Provides a pipeline for executing chromatin profiling assays. ATAC2GRN gathers optimized ATAC-seq and DNase1-seq pipelines to assess accurate genome regulatory network (GRN) inference. This software assists for maximizing ChIP recovery for transcription factor occupancy assessment. The project is composed of three main parts: one to generate figures, one part in both bash and Snakemake for the pipelines and the last one to estimate pipeline recapitulation of ChIP-seq.
Automates quality controls and data analyses on ChIP-seq and DNase-seq data. ChiLin generates comprehensive quality control reports that include comparisons with historical data derived from over 23,677 public ChIP-seq and DNase-seq samples (11,265 datasets) from eight literature-based classified categories. Therefore, ChiLin can be an attractive solution to rapidly process batches of ChIP-seq datasets in an automated manner with detailed QC reports.
Automates the processing and analysis of several commonly used Next Generation Sequencing (NGS) datasets including: ChIP-seq, RNA-seq, Global Run On sequencing (GRO-seq), micrococcal nuclease footprint sequencing (MNase-seq), DNase hypersensitivity sequencing (DNase-seq), and transposase-accessible chromatin using sequencing ATAC-seq datasets. CIPHER provides an analysis mode that accomplishes complex bioinformatics tasks such as enhancer prediction. It supplies functions to integrate various NGS datasets together.

- TASKS
A) For each statement, say whether it agrees with the passage on sequencing pipelines, and quote the words from that passage that decide it. (i) ChiLin's quality control reports include comparisons with historical data from more than 23,677 public samples. (ii) ATAC2GRN is made up of four main parts. (iii) CIPHER offers an analysis mode that can carry out enhancer prediction.
B) Supply a continuation of the passage on sequencing pipelines, beginning after its final sentence.
The rows come from a separate source unrelated to the passage on sequencing pipelines.

- RECORDED INFORMATION
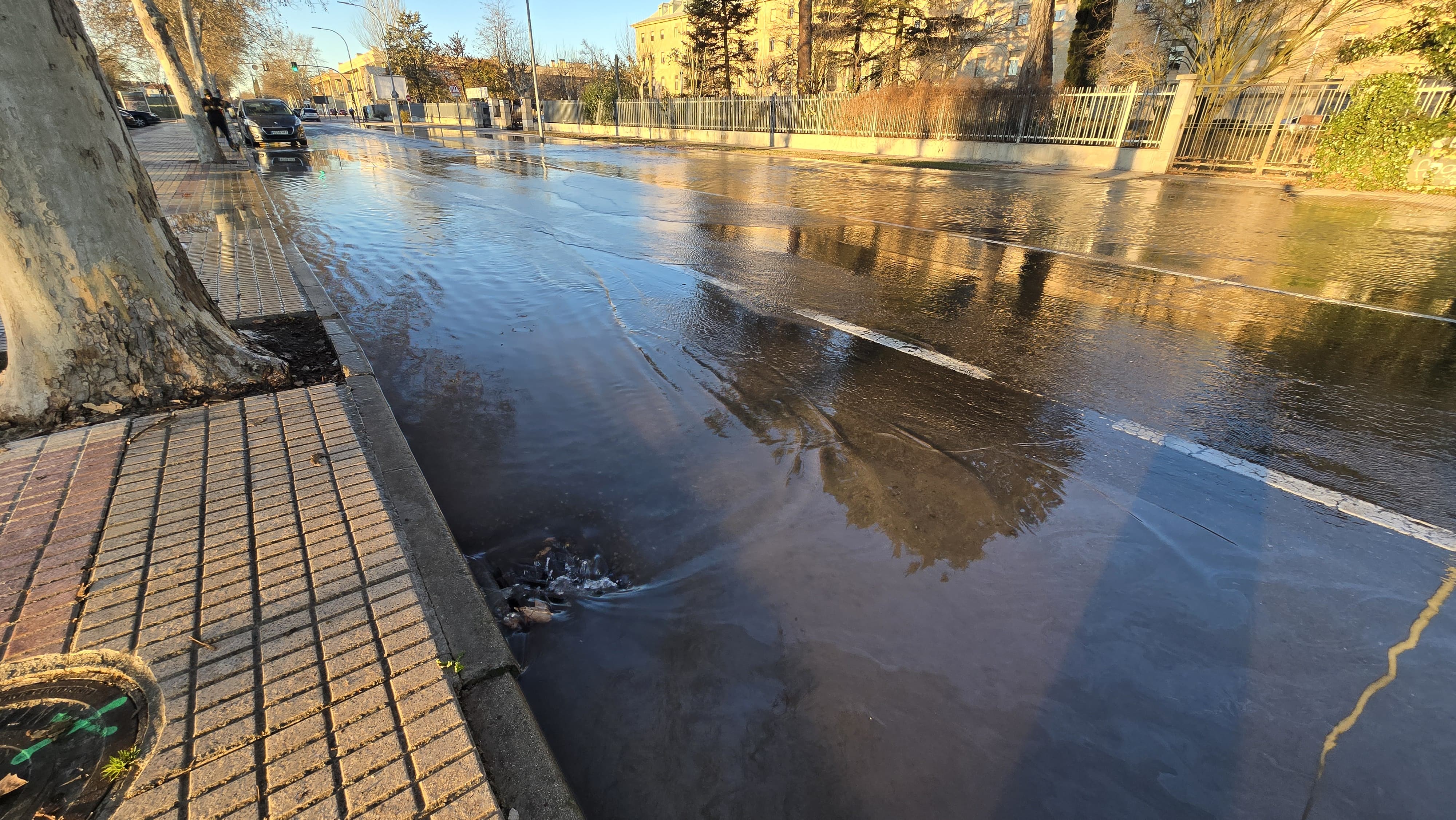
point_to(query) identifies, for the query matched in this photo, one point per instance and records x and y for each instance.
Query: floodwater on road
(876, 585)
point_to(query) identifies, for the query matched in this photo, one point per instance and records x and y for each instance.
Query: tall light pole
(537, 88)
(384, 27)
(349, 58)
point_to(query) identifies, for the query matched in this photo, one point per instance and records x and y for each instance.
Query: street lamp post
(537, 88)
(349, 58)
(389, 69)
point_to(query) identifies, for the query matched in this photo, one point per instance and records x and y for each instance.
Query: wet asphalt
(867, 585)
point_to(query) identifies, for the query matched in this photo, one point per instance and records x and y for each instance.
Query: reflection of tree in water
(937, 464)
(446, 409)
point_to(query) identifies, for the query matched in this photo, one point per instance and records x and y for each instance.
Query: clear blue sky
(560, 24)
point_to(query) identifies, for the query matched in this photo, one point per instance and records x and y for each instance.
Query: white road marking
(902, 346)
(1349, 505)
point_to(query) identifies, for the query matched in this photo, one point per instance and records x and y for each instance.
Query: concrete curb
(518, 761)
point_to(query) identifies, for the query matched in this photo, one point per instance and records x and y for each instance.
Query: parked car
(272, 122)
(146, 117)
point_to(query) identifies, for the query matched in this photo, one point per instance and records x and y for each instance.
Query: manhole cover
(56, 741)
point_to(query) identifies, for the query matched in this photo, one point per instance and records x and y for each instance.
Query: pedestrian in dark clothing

- ANSWERS BY TASK
A)
(i) Yes: "comparisons with historical data derived from over 23,677 public ChIP-seq and DNase-seq samples"
(ii) No: "The project is composed of three main parts"
(iii) Yes: "an analysis mode that accomplishes complex bioinformatics tasks such as enhancer prediction"

B)
Enables optimal processing of datasets from different enrichment patterns. Epimetheus is a quantile-based multi-profile normalization tool. Users have the possibility to exclude specific genomic regions like, for example, repetitive elements or any other genomic locations for which artefactual enrichments might be expected. The Epimetheus pipeline involves four main steps: (i) processing of the raw alignment data, (ii) generation of read count intensity (RCI) matrices, (iii) computation of two subsequent levels of normalization (quantile and Zscore) and (iv) generation of outputs and plots.
Visualizes next-generation sequencing (NGS) signals and sequence motif densities along genomic features using average plots and heatmaps. It can also calculate sequence motif density profiles from reference genome. SeqPlots is useful both for exploratory data analyses and preparing replicable, publication quality plots. Other features of the software include collaboration and data sharing capabilities, as well as ability to store pre-calculated result matrixes, that combine many sequencing experiments and in-silico generated tracks with multiple different features.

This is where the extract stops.